##### Input
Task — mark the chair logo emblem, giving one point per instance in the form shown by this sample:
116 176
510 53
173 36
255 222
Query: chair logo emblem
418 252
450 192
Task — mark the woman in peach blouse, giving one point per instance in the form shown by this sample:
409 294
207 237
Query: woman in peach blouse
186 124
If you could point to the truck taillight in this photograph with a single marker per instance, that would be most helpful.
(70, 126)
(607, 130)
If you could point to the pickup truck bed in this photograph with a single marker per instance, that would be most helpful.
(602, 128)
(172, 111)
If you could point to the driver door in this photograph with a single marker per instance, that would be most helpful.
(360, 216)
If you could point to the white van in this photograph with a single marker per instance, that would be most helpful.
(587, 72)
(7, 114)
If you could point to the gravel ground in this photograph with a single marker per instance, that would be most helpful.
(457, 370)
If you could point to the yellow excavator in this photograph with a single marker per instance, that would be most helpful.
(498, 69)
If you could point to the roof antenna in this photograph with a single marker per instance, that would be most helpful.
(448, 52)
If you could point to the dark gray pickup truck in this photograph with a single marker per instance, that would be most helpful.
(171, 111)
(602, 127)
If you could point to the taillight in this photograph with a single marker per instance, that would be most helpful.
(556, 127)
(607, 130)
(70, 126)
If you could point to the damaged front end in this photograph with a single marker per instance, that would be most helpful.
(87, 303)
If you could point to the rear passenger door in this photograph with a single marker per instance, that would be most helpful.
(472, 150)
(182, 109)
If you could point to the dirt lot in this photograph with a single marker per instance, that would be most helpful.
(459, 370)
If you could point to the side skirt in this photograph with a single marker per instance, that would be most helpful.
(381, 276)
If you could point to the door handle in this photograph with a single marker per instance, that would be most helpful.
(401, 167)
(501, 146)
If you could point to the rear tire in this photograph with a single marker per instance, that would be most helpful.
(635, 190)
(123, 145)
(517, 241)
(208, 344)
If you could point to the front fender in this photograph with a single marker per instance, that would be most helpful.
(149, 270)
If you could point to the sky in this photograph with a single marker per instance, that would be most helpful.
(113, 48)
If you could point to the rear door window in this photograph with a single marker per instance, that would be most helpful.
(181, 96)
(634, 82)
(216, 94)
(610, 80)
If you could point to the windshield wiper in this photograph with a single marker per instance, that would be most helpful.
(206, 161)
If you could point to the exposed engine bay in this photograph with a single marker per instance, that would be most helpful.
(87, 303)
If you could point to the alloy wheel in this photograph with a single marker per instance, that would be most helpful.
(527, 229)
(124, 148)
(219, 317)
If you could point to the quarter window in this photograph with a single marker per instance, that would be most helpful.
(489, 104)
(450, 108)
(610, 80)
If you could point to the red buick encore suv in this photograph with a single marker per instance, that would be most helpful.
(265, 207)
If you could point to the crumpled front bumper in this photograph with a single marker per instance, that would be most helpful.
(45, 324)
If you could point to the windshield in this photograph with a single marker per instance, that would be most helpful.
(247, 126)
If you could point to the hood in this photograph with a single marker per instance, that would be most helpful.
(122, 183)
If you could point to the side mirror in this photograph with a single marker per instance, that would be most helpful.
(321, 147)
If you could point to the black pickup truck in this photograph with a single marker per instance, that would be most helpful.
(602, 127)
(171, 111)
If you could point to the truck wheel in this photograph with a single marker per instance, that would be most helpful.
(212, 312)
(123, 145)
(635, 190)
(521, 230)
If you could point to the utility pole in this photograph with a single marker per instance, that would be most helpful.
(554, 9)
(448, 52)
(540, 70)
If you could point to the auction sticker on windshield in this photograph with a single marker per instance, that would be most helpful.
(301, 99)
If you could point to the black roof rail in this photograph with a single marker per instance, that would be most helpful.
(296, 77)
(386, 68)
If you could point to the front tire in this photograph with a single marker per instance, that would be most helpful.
##########
**Direction:** Give back the whole listing, word for word.

**Result of the exercise:**
Task — mark the chair logo emblem, giving one point per instance in the form shown by this sample:
116 176
510 53
173 36
255 222
Query: chair logo emblem
418 252
450 192
Task — mark the woman in peach blouse, giving one point per instance in the form shown by this sample:
409 294
207 237
Query: woman in peach blouse
186 124
If you could point to the truck taillight in this photograph with a single marker per instance, that would be most helpful.
(70, 126)
(607, 130)
If you could point to the pickup truck bed in this photograph with a single marker per instance, that would be most helpful.
(602, 128)
(172, 111)
If you could point to the driver door in this photograph with a single marker per instance, that would be most helpful.
(360, 216)
If you could point to the white van in this photograph with a single marker per instance, that would be most helpful.
(587, 72)
(7, 114)
If you could point to the gravel ground in this photograph with a single marker per instance, that would be most helpful.
(457, 370)
If you could point to the yellow excavator in this photograph with a single marker per instance, that would be most helpful.
(498, 69)
If you could point to the roof antenna in this photograph with a single marker per instance, that would be most helpful.
(448, 52)
If you could point to the dark gray pickup truck in this photograph with a single marker per instance, that would be most helpful.
(171, 111)
(602, 127)
If you could point to the taillight in this photograph with a single marker per instance, that would be most helpful.
(556, 127)
(607, 130)
(70, 126)
If you could point to the damaged front end in this photograph with a single marker per instance, that would be most helpful.
(87, 303)
If you could point to the rear passenger door in this photograph with a single marker per instance, that would be most helpful.
(472, 150)
(182, 109)
If you could point to the dirt lot in this photograph with a single marker per instance, that would be most helpful.
(459, 370)
If you could point to the side skirt in this photograph with a single marker per instance, that would be most helpful.
(381, 276)
If you could point to the door handle in this photograph with a single marker per instance, that would be most helpful.
(401, 167)
(501, 146)
If you could point to the rear tire in this photograph with a single marker per instance, that would be most helpful.
(635, 190)
(123, 145)
(517, 241)
(208, 344)
If you could point to the front fender in this photograph with a single marker per instance, that would be most helpful.
(149, 270)
If you could point to the sky in this photograph with a single marker per instance, that would be most helpful.
(113, 48)
If you could point to the rear door window in this photograph with a single marker per instance, that would be most helpful.
(181, 96)
(634, 82)
(216, 94)
(610, 80)
If you could point to the windshield wiper in this photograph with a single marker per instance, that would be most helpful.
(206, 161)
If you could point to the exposed engine bay in this photograph with a single marker per instance, that would be most helpful.
(87, 303)
If you could point to the alloy wheel in this photograph with a single marker per instance, that would be most helpful.
(527, 229)
(124, 148)
(219, 317)
If you could point to the quarter window in this photograph with a single marker per instance, that would be most helpful.
(489, 104)
(450, 108)
(610, 80)
If you could point to the red buick encore suv in this photograph with a single marker per instance, that would be most helpful.
(265, 207)
If you could point to the crumpled front bumper in this photograph with a single marker per instance, that would be most helpful.
(45, 324)
If you could point to the windshield in this photograph with a single marker per instance, that would be most helpful.
(247, 126)
If you could point to the hood in this photograph with a single marker per instance, that would be most helpful.
(122, 183)
If you could point to the side mirror in this photograph with a single marker per instance, that would be most helpful.
(321, 147)
If you could point to the black pickup truck in this photograph with a single marker per instance, that would be most helpful.
(602, 127)
(171, 111)
If you could point to the truck wheel in this photograph with a single marker per instance, that would be most helpful.
(212, 312)
(123, 145)
(635, 190)
(521, 230)
If you could point to the utility pole in this photograph with a single marker per instance, that would be most helpful.
(554, 9)
(448, 52)
(540, 70)
If you could point to the auction sticker on windshield in this photograph with a single marker per instance, that would be most helpful.
(301, 99)
If you could point to the black roof rail in this photograph with a single marker per instance, that would be most helpful.
(296, 77)
(386, 68)
If you could point to the front tire in this photograph with a single marker per instance, that would be most helpful.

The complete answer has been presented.